- _Text for analysis_:
DOI: https://doi.org/10.21954/ou.ro.00010174
Abstract
The nitrosation of the terminal amino group of peptides and amino acids, the synthesis and properties of diazoamino adds and diazopeptides and their decomposition products, particularly products resulting from intramolecular cyclisations are reviewed and discussed in relation to human cancer. The reactivity of N-(1'-methoxycarbonyl-2'-phenyl)ethyloxetan-2-one-4-carboxamide (1) formed from the deamination of L-aspartyl-L-phenylalanine methyl ester (aspartame) is examined from a mechanistic stand-point to determine its potential as an alkylating agent in-vivo. The stability of (1) in aqueous solution is investigated. Three hydrolysis mechanisms are observed for the β-lactone ring at differing pH values. Below pH2 the AAC2 mechanism dominates and above pH7 the BAC2 mechanisin is observed. In the physiological pH range (2-7) hydrolysis is independent of pH occuring via the BA12 mechanism and (1) has a half life of 13.5h at 37°C.
The reactivity of (1) to nucleophiles other than water is studied Alkylation and acylation are both observed depending upon the nucleophile used Attempts to rationalise this dual reactivity which is also observed for β-butyrolactone and β-propiolactone, two known carcinogens, are made. The implications of the nitrosation of aspartame in vivo are discussed briefly.

- _Questions on the material_:
**1.** Which specific compounds does the aspartame abstract name, leaving out water and general classes such as peptides and amino acids?
**2.** Can you update the part of the aspartame abstract that opens with "The reactivity of (1)" and closes with "are discussed briefly." by changing "dual reactivity" to "twofold reactivity"?
The listing isn't needed for either task.

- _Given data_:
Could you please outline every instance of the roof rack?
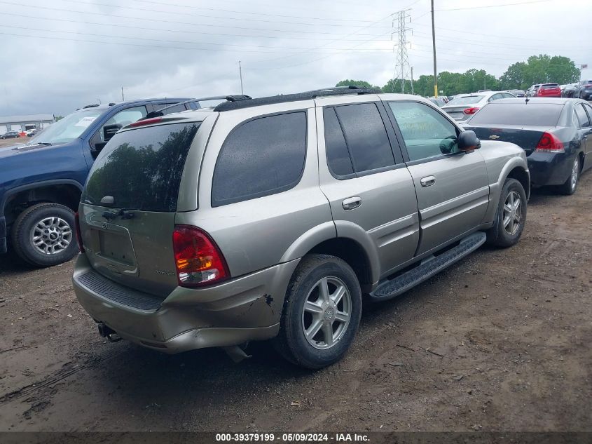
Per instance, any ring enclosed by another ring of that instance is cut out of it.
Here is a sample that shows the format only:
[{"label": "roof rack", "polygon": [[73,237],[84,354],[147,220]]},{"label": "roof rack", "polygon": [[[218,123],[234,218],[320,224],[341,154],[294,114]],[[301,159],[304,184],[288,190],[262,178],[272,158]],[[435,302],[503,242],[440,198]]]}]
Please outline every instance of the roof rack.
[{"label": "roof rack", "polygon": [[223,102],[216,106],[214,110],[230,111],[231,109],[239,109],[240,108],[248,108],[249,107],[257,107],[263,105],[307,100],[326,95],[341,95],[345,94],[380,94],[381,93],[381,90],[376,88],[359,88],[354,85],[350,85],[348,86],[334,86],[322,89],[315,89],[311,91],[305,91],[304,93],[297,93],[296,94],[285,94],[273,95],[270,97],[257,97],[256,99],[242,100],[240,101]]},{"label": "roof rack", "polygon": [[246,100],[250,99],[251,97],[249,95],[212,95],[210,97],[204,97],[198,99],[191,99],[190,100],[185,100],[184,102],[179,102],[177,103],[172,103],[170,105],[167,105],[160,109],[157,109],[156,111],[153,111],[152,112],[149,112],[146,115],[146,117],[144,119],[141,119],[140,120],[144,120],[146,119],[152,119],[153,117],[160,117],[161,116],[164,116],[165,114],[163,112],[165,109],[168,109],[169,108],[173,108],[180,105],[185,105],[186,103],[193,103],[193,102],[207,102],[208,100],[226,100],[227,102],[238,102],[240,100]]}]

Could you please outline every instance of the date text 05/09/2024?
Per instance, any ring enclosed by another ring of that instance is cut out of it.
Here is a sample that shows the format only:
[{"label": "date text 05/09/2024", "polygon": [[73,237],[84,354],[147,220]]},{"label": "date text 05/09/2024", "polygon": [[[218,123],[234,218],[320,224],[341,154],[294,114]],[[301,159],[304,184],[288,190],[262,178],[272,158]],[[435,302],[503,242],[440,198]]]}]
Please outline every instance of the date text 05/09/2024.
[{"label": "date text 05/09/2024", "polygon": [[365,433],[216,433],[216,442],[262,442],[262,443],[367,443],[370,439]]}]

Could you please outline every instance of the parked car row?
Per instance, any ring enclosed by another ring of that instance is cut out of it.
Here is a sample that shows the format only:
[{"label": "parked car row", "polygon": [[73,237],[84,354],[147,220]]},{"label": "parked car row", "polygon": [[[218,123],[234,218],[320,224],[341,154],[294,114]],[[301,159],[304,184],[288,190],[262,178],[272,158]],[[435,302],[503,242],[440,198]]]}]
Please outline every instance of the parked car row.
[{"label": "parked car row", "polygon": [[592,167],[592,107],[584,100],[507,99],[487,104],[464,123],[481,139],[523,148],[533,187],[573,194]]},{"label": "parked car row", "polygon": [[442,107],[457,122],[463,122],[486,104],[497,100],[515,97],[505,91],[483,91],[474,94],[464,94],[456,96]]},{"label": "parked car row", "polygon": [[362,294],[406,291],[486,241],[518,242],[524,150],[428,100],[364,88],[146,119],[97,157],[78,207],[76,297],[112,340],[167,353],[273,339],[319,368]]},{"label": "parked car row", "polygon": [[0,151],[0,229],[38,266],[79,250],[75,293],[111,341],[240,358],[271,339],[295,364],[331,365],[362,295],[386,300],[486,242],[515,245],[531,184],[570,194],[592,166],[583,100],[481,91],[440,108],[357,87],[214,98],[170,100],[172,114],[93,105]]}]

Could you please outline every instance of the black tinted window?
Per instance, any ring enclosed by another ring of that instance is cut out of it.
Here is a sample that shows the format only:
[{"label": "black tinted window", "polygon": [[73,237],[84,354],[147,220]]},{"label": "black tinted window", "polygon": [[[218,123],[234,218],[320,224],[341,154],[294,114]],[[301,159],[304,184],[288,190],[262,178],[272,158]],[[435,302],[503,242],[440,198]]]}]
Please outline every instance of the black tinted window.
[{"label": "black tinted window", "polygon": [[352,174],[354,167],[335,110],[333,108],[325,108],[323,118],[325,125],[325,149],[329,170],[338,176]]},{"label": "black tinted window", "polygon": [[300,180],[306,154],[306,113],[252,120],[224,141],[212,184],[212,205],[274,194]]},{"label": "black tinted window", "polygon": [[83,201],[130,210],[172,212],[198,123],[161,125],[118,133],[95,161]]},{"label": "black tinted window", "polygon": [[588,120],[588,114],[586,114],[584,107],[579,103],[575,106],[574,109],[576,112],[578,127],[586,128],[590,126],[590,121]]},{"label": "black tinted window", "polygon": [[373,103],[335,109],[357,173],[394,165],[387,130]]},{"label": "black tinted window", "polygon": [[556,126],[563,109],[563,105],[554,103],[490,103],[467,123]]}]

- _Answers provided_:
**1.**
N-(1'-methoxycarbonyl-2'-phenyl)ethyloxetan-2-one-4-carboxamide (1)
L-aspartyl-L-phenylalanine methyl ester (aspartame)
β-butyrolactone
β-propiolactone

**2.**
The reactivity of (1) to nucleophiles other than water is studied Alkylation and acylation are both observed depending upon the nucleophile used Attempts to rationalise this twofold reactivity which is also observed for β-butyrolactone and β-propiolactone, two known carcinogens, are made. The implications of the nitrosation of aspartame in vivo are discussed briefly.